(Text segment begins)

There many words and themes which recur in the rituals of freemasonry. To the uninitiated they may seem like gobbledy gook. Indeed, to many brethren they appear so. This need not be the case. Any brother who wants to look past the more obvious attractions of the craft can arm himself with a wealth of knowledge not available to the layman. This is not to say that a non mason can not gain this knowledge. There many web sites which either give or purport to give sound advice on the esoteric origins of the craft. Only someone initiated into the craft can see these things in the true context in which they belong. The problem for a non mason is that he cannot possibly know if what he is reading is true.
Let us consider one of those strange words and see what we make of it. Let’s look at the word “hele”. It is pronounced heel. Masons agree to “hele, conceal and never improperly reveal” in most of their obligations. What does it mean then? Dictionary.com defines it thus; To hide; to cover; to roof. It also says that it is obsolete. Clearly, the passage is about keeping secrets. If it is used in the sense of hiding or covering, why then use the word “conceal” in the same passage? It means the same thing. It would appear to be pulling a very long bow to suggest that it is used in the sense of “to roof”.

(Text segment ends)
(Recorded data begins)

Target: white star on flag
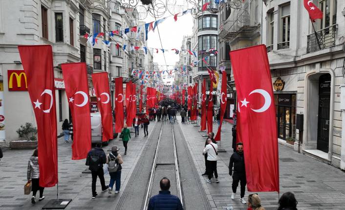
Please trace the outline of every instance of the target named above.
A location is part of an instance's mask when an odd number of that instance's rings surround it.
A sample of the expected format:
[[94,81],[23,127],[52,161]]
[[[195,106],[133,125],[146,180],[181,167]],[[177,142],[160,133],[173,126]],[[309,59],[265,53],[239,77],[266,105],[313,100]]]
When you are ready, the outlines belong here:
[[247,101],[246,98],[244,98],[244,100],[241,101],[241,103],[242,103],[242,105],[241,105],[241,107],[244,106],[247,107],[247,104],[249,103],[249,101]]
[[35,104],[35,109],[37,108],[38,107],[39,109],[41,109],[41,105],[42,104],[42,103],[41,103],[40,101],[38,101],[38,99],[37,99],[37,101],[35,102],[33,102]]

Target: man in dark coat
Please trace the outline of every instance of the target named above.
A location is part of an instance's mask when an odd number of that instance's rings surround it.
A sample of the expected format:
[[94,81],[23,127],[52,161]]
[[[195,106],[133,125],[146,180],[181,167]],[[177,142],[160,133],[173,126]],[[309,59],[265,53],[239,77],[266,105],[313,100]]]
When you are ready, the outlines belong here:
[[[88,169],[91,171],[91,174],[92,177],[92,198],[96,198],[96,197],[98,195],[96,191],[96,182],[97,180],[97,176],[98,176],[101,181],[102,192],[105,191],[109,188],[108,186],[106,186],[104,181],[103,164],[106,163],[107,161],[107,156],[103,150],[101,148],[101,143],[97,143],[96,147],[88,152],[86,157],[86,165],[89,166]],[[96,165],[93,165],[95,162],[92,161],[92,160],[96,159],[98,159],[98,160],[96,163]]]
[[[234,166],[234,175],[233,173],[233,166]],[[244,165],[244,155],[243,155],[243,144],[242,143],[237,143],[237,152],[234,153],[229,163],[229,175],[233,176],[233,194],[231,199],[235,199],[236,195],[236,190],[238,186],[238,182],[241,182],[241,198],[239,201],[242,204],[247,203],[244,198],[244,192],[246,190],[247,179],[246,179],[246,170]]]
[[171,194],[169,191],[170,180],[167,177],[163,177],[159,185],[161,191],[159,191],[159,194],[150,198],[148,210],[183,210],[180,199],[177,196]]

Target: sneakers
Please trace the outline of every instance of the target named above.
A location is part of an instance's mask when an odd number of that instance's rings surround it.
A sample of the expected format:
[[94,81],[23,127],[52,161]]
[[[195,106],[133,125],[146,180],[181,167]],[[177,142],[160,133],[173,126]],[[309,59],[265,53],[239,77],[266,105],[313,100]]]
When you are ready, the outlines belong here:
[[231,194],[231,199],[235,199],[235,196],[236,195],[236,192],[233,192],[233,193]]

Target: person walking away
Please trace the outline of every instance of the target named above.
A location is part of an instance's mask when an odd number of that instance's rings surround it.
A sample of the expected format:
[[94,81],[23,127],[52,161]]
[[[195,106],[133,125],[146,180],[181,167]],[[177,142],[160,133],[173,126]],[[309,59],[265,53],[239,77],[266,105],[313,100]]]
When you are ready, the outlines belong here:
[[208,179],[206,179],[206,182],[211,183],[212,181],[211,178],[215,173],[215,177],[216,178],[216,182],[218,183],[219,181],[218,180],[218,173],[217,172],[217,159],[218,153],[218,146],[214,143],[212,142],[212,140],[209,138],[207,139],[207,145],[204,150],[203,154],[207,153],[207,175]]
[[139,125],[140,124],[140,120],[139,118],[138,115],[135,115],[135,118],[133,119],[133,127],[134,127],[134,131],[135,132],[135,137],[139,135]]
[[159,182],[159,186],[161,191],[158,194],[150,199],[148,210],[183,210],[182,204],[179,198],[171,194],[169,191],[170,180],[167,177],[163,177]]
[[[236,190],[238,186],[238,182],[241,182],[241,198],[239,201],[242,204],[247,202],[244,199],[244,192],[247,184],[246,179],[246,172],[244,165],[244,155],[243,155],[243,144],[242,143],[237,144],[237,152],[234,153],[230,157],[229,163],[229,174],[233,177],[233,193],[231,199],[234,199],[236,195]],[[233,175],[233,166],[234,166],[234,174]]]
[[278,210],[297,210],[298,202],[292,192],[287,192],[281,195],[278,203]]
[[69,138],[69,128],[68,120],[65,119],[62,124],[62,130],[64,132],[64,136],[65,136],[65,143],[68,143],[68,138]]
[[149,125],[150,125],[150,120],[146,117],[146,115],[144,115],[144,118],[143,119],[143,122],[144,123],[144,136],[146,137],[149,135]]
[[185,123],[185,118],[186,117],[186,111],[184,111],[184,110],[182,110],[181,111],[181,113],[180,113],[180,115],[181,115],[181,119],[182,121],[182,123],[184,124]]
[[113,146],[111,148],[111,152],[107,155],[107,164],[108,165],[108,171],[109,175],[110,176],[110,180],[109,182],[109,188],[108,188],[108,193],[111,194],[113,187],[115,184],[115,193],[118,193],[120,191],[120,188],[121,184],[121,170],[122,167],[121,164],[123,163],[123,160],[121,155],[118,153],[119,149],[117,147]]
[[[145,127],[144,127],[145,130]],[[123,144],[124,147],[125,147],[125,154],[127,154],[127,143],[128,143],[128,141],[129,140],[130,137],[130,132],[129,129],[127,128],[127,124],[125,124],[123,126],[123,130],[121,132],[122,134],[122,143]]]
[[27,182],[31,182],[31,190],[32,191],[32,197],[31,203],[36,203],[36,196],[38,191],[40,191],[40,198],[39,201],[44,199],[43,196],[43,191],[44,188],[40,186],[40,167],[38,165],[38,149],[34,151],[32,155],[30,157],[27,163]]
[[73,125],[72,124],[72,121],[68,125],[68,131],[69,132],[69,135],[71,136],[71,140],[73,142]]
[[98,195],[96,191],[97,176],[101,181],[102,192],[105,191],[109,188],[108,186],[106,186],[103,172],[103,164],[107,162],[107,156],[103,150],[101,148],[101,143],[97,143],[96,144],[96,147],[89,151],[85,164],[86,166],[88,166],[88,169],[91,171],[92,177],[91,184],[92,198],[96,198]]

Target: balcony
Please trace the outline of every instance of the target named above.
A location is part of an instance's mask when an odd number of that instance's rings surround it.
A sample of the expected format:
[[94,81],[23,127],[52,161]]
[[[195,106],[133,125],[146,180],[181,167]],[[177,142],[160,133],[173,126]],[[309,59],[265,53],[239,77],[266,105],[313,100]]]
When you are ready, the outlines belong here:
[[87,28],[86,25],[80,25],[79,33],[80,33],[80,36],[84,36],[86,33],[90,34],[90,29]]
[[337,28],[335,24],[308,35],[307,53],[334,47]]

(Recorded data ends)

Exercise instructions: Continue the passage on the Masonic word "hele" from the point where it stops.

Solved exercise:
The fact that it is obsolete is not unusual. Much of the language of the craft, would fit proudly in the pages of Shakespeare or Bacon. For the author, the real “strangeness” of the word is not so much its obsolescence, or the quaint phraseology within which it resides, it is the fact that it is repeating itself. Were these secrets so great that our forbears wanted to be absolutely sure that we would understand that we were not to reveal them? Or was it simply the language of the day in which it was written?